### Your instructions
Exclude all pictures, then copy each of the records exactly as written.
— start of Recorded information —
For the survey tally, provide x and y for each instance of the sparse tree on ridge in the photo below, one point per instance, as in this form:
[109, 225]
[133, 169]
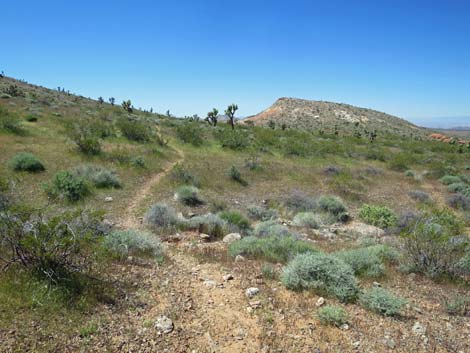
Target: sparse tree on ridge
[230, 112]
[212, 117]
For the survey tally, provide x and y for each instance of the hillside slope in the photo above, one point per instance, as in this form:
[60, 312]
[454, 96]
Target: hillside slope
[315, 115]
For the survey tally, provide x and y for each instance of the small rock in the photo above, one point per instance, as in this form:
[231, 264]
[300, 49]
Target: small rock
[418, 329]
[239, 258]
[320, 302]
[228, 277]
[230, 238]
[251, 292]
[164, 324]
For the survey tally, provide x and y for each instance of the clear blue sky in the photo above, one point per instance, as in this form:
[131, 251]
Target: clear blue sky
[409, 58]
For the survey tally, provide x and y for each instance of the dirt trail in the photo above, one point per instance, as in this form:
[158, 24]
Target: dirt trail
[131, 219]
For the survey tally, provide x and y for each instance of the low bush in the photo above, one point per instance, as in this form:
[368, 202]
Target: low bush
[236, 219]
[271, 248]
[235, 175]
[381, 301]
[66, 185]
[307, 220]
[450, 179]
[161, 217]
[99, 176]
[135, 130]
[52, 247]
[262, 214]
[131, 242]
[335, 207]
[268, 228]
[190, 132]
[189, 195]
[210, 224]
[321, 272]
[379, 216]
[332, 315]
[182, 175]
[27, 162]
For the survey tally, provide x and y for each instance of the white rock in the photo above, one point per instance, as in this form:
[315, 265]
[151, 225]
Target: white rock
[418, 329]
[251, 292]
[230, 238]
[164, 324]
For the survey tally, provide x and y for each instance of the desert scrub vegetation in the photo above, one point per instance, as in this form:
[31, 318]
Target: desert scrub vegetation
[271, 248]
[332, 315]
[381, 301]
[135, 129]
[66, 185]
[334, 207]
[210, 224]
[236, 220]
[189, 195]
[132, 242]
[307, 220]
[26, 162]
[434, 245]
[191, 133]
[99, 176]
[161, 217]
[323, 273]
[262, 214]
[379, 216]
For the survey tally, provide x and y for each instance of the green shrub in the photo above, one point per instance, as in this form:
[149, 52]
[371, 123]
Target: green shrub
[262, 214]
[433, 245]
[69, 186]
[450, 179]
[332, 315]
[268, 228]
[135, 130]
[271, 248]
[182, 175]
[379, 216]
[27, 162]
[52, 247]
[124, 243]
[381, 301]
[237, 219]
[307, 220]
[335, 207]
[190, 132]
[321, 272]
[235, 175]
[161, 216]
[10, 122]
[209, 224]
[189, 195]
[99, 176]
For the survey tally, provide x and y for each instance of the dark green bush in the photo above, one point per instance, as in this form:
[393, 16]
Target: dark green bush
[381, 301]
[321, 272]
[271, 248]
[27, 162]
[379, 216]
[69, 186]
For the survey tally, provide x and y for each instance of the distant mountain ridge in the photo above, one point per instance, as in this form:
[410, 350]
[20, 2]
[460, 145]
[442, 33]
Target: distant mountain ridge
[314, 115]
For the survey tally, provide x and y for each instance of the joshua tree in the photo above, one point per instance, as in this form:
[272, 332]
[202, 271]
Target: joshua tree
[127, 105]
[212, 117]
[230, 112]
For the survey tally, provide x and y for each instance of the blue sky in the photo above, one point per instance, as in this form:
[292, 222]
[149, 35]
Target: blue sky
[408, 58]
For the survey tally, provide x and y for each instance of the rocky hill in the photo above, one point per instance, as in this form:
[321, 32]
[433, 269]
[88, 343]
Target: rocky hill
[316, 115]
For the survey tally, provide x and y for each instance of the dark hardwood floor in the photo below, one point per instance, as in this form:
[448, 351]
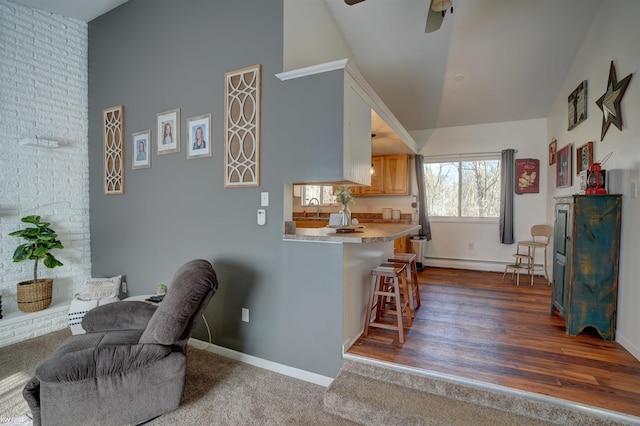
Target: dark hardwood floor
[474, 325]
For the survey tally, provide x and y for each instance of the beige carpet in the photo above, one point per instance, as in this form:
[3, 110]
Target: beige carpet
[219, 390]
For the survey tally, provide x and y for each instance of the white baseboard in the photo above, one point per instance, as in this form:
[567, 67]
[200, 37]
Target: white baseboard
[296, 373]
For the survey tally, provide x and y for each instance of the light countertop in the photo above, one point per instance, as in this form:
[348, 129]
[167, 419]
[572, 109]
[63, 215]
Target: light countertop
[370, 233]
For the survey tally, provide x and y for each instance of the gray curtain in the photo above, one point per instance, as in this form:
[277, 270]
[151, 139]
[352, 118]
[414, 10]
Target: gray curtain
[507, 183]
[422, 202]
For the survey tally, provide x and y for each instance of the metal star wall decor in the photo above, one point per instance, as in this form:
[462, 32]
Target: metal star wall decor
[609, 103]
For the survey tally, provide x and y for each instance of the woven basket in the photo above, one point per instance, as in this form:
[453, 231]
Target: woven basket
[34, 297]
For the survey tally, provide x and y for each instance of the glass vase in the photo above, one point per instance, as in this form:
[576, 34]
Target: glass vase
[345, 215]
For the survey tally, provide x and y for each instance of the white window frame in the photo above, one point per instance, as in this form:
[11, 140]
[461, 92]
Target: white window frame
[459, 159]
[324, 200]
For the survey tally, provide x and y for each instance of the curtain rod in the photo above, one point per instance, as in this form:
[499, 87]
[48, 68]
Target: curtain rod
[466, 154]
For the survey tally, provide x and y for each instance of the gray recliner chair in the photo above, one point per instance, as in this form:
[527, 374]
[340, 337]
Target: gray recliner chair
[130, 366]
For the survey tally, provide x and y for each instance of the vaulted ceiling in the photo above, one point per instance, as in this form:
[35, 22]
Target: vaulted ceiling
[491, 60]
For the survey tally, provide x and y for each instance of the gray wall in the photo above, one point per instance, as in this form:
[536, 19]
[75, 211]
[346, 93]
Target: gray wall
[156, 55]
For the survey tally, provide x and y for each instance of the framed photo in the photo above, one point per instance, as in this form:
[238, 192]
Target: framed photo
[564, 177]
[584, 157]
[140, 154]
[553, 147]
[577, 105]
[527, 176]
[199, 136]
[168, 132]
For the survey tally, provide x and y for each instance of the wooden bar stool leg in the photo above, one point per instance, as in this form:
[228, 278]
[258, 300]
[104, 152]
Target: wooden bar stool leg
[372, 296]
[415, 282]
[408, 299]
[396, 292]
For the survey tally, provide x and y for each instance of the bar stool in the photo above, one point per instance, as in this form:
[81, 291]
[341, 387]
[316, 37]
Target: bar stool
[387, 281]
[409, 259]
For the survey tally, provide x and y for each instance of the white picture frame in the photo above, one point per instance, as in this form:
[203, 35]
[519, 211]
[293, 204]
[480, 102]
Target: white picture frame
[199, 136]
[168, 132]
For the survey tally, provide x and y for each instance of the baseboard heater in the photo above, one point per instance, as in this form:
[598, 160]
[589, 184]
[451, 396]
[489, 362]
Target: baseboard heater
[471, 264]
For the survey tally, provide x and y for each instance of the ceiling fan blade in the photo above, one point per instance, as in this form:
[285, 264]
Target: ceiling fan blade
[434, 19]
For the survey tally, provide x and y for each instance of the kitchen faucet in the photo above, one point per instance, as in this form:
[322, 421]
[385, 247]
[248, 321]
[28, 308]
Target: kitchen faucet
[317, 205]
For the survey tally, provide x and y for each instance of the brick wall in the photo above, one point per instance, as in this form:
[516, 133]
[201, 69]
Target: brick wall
— end of Recorded information —
### Answer to the exercise
For the survey tally, provide x and y for each instance of the sparse tree on ridge in the photo below, one point per instance, as in this form:
[109, 225]
[133, 169]
Target: sparse tree on ridge
[230, 112]
[212, 117]
For the survey tally, provide x and y for each instance of the hillside slope in the photo above, one point per instance, as in this form:
[60, 312]
[454, 96]
Target: hillside slope
[315, 115]
For the survey tally, provide x and y for each instance of the small rock in the photo above, one point per instance, as in this form:
[231, 264]
[300, 49]
Target: small rock
[418, 329]
[239, 258]
[320, 302]
[228, 277]
[230, 238]
[251, 292]
[164, 324]
For the survey tally, provide x and y for each instance of the clear blue sky in the photo above, one point per instance, as in this form:
[131, 251]
Target: clear blue sky
[409, 58]
For the survey tally, provide x and y for each instance of the dirt trail in the photo above, one point per instance, as in this form:
[158, 24]
Target: dirt trail
[131, 219]
For the survey tally, provide x and y for each instance of the low bush in the photo above, one point per instance, as in this form:
[368, 202]
Target: low bush
[236, 219]
[271, 248]
[235, 175]
[381, 301]
[66, 185]
[307, 220]
[450, 179]
[161, 217]
[99, 176]
[135, 130]
[52, 247]
[262, 214]
[131, 242]
[335, 207]
[268, 228]
[190, 132]
[189, 195]
[210, 224]
[321, 272]
[379, 216]
[332, 315]
[182, 175]
[27, 162]
For the survey tally, provide x and y for each instance of the white rock in the photo above, one point per instance, as in this form:
[315, 265]
[151, 225]
Target: white rock
[418, 329]
[251, 292]
[230, 238]
[164, 324]
For the survey tally, provide x and y for each instance of the desert scrub vegetation in the photo above, one point per instance, as in this form:
[31, 318]
Target: desert scrub vegetation
[271, 248]
[332, 315]
[381, 301]
[135, 129]
[66, 185]
[334, 207]
[210, 224]
[236, 220]
[189, 195]
[132, 242]
[307, 220]
[26, 162]
[434, 245]
[191, 133]
[99, 176]
[161, 217]
[323, 273]
[262, 214]
[379, 216]
For the survey tally, provide x and y for each instance of the green shrub in the photo above, one point per instance, as in this form:
[149, 52]
[371, 123]
Target: green shrub
[262, 214]
[433, 245]
[69, 186]
[450, 179]
[332, 315]
[268, 228]
[135, 130]
[271, 248]
[182, 175]
[379, 216]
[27, 162]
[52, 247]
[124, 243]
[381, 301]
[237, 219]
[307, 220]
[335, 207]
[190, 132]
[321, 272]
[235, 175]
[161, 216]
[10, 122]
[209, 224]
[189, 195]
[99, 176]
For the survey tally, provide x and y for each instance of the dark green bush in the photo above, one point per instance, as in this form:
[393, 16]
Target: dark green bush
[381, 301]
[321, 272]
[271, 248]
[27, 162]
[379, 216]
[69, 186]
For the survey tally, provide x and y for each instance of the distant mountain ridge in the photo above, one point per instance, as in this form:
[410, 350]
[20, 2]
[460, 145]
[442, 33]
Target: distant mountain ridge
[314, 115]
For the survey tally, provide x and y for each instance of the joshua tree in the photo above, one point per instance, as in this form:
[272, 332]
[202, 271]
Target: joshua tree
[127, 105]
[212, 117]
[230, 112]
For the survey tally, provide x and y for each instance of the blue sky in the photo above, one point per instance, as in this form:
[292, 222]
[149, 35]
Target: blue sky
[408, 58]
For the survey tally, provide x and y for each instance of the rocky hill in the photo above, one point per instance, as in this form:
[321, 32]
[433, 269]
[88, 343]
Target: rocky hill
[316, 115]
For the survey tally, provide x and y for each instance of the dark hardwood floor in the photo below, one point per instance, as in this form:
[448, 351]
Target: dark hardwood floor
[474, 325]
For the survey tally, provide x and y for each instance of the beige carpet in the photo above, one point per instance, as in this form:
[3, 110]
Target: beige carpet
[219, 390]
For the survey tally, provide x and y for each instance of the white baseboard in the photo above, one point per instance, as in this form:
[567, 67]
[200, 37]
Target: white baseboard
[296, 373]
For the survey tally, provide x and y for each instance of the light countertop in the photo above, one point per instance, as in this form:
[348, 129]
[167, 419]
[572, 109]
[63, 215]
Target: light countertop
[370, 233]
For the survey tally, provide x and y for each instance of the gray curtain in the photo above, one point per instance, as in this form:
[277, 270]
[151, 139]
[352, 118]
[414, 10]
Target: gray curtain
[507, 183]
[422, 202]
For the survey tally, provide x and y for each instance of the metal star wall decor in the photo above, one point per instance, as in this form:
[462, 32]
Target: metal star wall decor
[609, 103]
For the survey tally, provide x and y for each instance of the woven basket in the photo above, one point per instance, as in this form:
[453, 231]
Target: woven basket
[34, 297]
For the survey tally, provide x and y for each instance of the glass vase in the photo above, one point per instance, as in this form:
[576, 34]
Target: glass vase
[345, 215]
For the survey tally, provide x and y for each instance of the white window frame in the photo above, one point per instance, as in this form:
[11, 140]
[461, 92]
Target: white window frame
[459, 159]
[324, 200]
For the survey tally, provide x and y for each instance of the curtain rod in the photo above, one point per instance, as in this form:
[499, 87]
[48, 68]
Target: curtain rod
[466, 154]
For the survey tally, provide x and y for each instance of the gray recliner chair in the photo above, one point per instance, as in this form:
[527, 374]
[340, 337]
Target: gray recliner chair
[130, 366]
For the survey tally, provide x and y for each instance of the vaulted ceiling in the photo above, one point per instance, as in this form:
[35, 22]
Target: vaulted ceiling
[491, 60]
For the survey tally, provide x and y for each instance of the gray wall in the photo above, one point per instance, as in this form:
[536, 19]
[75, 211]
[346, 93]
Target: gray wall
[156, 55]
For the survey tally, provide x and y for each instance of the framed photo in the photo above, one point per instance, as in this form:
[238, 192]
Target: framed photo
[564, 177]
[584, 157]
[140, 154]
[553, 147]
[577, 105]
[527, 176]
[199, 136]
[168, 132]
For the survey tally, provide x and y for each instance of the wooden bar stool leg in the photo above, one point per instance, as in this form:
[228, 278]
[258, 300]
[104, 152]
Target: wooden bar stool leg
[372, 296]
[415, 282]
[408, 299]
[396, 292]
For the survey tally, provide x and y for each instance of the bar stool in the photo above, one point per instance, as in this form:
[81, 291]
[341, 387]
[316, 37]
Target: bar stool
[387, 281]
[409, 259]
For the survey tally, provide x and y for each instance of the white picture frame in the photo above, one point per instance, as in this form:
[203, 35]
[519, 211]
[293, 204]
[480, 102]
Target: white picture frame
[199, 136]
[168, 132]
For the survey tally, provide x and y for each instance of the baseboard heater in the photo above, one point per instance, as in this form:
[598, 160]
[589, 184]
[451, 396]
[489, 362]
Target: baseboard heater
[471, 264]
For the survey tally, provide x and y for each instance of the ceiling fan blade in the photo above, one point per instance, as in this form:
[285, 264]
Target: ceiling fan blade
[434, 19]
For the survey tally, provide x and y for each instance of the kitchen faucet in the photo above, one point per instance, as in this form:
[322, 421]
[385, 247]
[248, 321]
[28, 308]
Target: kitchen faucet
[317, 205]
For the survey tally, provide x and y for each instance of the brick wall in the photo above, one point per instance, as in this form:
[516, 133]
[201, 69]
Target: brick wall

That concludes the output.